- **PASSAGE GIVEN**:
* * * *

Opinion
20-10268 Adversary Proceeding 20-01010
10-19-2021
John J. Kennelly, Esq. Pratt Vreeland Kennelly Martin & White For the Plaintiff Carl H. Lisman, Esq. Lisman Leckerling PC For the Defendant
Chapter 7
John J. Kennelly, Esq.
Pratt Vreeland Kennelly Martin & White
For the Plaintiff
Carl H. Lisman, Esq.
Lisman Leckerling PC
For the Defendant
MEMORANDUM OF DECISION
Colleen A. Brown, United States Bankruptcy Judge
Granting in Part and Denying in Part the Plaintiff's Motion for Summary Judgment
This suit arises from two contracts the Plaintiff and the Defendant executed prior to the commencement of this chapter 7 case - an occupancy agreement under which the Defendant would operate a summer camp on the Southern Vermont College campus, and a purchase and sale contract under which the Defendant would purchase property that included the campus.
The Plaintiff seeks summary judgment on its breach of contract claim against the Defendant. He asserts the Defendant caused significant damage to the campus property during the term of the occupancy agreement, which triggered a default under the purchase and sale agreement. Based on this default, the Plaintiff asserts he has a contractual right to retain the $300,000 deposit the Defendant made to secure the purchase and sale agreement, pursuant to a liquidated damages provision.
The Defendant opposes summary judgment, alleging there are material facts in dispute. He also denies causing any damage to the campus property, and asserts that even if he did, a breach under the occupancy agreement does not entitle the Plaintiff to damages under the purchase and sale agreement. In the context of this summary judgment motion, it is most important that the Defendant challenges the Plaintiff's position that the material facts with respect to the alleged breach of contract are undisputed.
For the reasons set forth below, the Court finds there are material facts in dispute with respect to the Defendant's liability on the breach of contract claim, but there are no material facts in dispute, and summary judgment is proper, with respect to enforceability of the liquidated damages provision. Therefore, the Court grants the Plaintiff's motion for summary judgment as to the question of whether liquidated damages are available, and otherwise denies the Plaintiff's motion for summary judgment.

* * * *

- **RECORDED DATA**:
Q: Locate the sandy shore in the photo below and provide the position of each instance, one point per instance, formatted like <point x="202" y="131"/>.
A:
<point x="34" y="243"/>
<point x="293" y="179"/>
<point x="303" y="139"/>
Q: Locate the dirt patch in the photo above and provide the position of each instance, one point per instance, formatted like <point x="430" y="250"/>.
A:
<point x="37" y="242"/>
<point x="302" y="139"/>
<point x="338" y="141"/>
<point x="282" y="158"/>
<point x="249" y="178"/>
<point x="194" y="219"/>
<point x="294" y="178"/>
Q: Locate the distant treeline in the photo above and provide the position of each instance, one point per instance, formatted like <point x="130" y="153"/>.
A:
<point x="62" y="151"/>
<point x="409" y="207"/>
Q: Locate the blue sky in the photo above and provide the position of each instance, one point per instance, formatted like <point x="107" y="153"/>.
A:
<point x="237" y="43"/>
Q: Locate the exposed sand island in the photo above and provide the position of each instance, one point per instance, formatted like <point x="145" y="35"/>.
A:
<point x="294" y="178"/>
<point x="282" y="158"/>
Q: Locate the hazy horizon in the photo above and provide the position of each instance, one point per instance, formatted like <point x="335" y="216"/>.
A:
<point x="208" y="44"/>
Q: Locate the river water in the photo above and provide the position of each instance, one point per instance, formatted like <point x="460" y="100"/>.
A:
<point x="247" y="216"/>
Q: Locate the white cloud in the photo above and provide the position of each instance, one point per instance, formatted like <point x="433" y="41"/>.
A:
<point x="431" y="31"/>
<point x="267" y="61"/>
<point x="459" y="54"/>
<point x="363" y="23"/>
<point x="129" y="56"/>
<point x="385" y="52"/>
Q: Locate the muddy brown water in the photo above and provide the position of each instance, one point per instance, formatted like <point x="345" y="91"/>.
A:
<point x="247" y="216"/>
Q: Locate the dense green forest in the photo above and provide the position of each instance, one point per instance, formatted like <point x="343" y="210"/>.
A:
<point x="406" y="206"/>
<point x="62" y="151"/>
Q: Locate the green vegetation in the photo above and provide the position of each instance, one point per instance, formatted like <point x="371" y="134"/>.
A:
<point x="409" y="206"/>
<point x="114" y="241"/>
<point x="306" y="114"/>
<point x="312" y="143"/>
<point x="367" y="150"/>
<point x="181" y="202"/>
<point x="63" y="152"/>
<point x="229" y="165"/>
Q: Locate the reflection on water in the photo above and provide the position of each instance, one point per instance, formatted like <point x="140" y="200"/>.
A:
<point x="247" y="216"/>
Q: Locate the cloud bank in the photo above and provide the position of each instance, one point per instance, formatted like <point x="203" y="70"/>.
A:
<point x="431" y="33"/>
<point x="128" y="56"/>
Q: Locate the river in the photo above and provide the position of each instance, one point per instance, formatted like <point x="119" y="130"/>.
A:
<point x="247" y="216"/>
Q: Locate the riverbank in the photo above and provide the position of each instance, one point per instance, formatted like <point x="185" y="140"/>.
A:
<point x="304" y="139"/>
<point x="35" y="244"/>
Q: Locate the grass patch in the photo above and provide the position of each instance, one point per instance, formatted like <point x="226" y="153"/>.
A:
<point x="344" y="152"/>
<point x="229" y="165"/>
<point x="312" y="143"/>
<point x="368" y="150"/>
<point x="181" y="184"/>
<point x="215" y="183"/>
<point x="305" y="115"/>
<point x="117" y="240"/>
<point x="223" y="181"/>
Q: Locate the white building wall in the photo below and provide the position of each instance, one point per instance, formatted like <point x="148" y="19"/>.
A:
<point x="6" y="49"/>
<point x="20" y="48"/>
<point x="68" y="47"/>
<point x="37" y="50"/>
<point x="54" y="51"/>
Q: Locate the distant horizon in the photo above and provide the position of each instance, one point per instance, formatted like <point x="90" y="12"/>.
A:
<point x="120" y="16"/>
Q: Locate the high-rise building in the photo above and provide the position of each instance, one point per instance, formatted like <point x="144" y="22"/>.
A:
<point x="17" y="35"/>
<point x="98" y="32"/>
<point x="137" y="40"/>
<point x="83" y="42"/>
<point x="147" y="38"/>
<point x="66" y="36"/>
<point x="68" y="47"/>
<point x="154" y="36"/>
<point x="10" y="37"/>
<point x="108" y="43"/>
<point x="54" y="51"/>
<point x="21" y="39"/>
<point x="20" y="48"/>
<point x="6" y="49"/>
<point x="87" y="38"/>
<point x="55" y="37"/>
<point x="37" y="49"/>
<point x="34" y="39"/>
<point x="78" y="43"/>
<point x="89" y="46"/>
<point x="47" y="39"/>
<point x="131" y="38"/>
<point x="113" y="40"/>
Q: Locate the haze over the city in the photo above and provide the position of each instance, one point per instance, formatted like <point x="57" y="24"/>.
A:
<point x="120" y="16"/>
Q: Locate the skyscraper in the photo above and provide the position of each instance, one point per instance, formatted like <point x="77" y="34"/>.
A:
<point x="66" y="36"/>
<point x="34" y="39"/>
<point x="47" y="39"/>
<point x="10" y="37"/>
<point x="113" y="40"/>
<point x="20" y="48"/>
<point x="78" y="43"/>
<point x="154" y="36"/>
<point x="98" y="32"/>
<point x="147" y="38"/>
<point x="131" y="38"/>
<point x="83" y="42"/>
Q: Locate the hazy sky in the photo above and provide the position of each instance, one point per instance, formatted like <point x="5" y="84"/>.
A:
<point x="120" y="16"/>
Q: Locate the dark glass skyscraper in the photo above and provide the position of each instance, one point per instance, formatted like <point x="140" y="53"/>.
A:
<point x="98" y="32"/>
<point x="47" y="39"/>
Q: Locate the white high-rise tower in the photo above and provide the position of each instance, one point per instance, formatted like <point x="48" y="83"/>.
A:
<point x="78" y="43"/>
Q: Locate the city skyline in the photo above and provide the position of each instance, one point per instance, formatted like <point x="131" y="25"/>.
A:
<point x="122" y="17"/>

* * * *

- **WRITTEN TASKS**:
A: In the opinion, how much was the deposit the Defendant made to secure the purchase and sale agreement?
B: In the opinion, reproduce the passage that opens with the words "For the reasons" and ends after "for summary judgment.", substituting "awards" for "grants".
C: Name every individual person identified by name in the opinion.

- **TASK-BY-TASK OUTPUTS**:
A: $300,000

B:
For the reasons set forth below, the Court finds there are material facts in dispute with respect to the Defendant's liability on the breach of contract claim, but there are no material facts in dispute, and summary judgment is proper, with respect to enforceability of the liquidated damages provision. Therefore, the Court awards the Plaintiff's motion for summary judgment as to the question of whether liquidated damages are available, and otherwise denies the Plaintiff's motion for summary judgment.

C: John J. Kennelly, Carl H. Lisman, Colleen A. Brown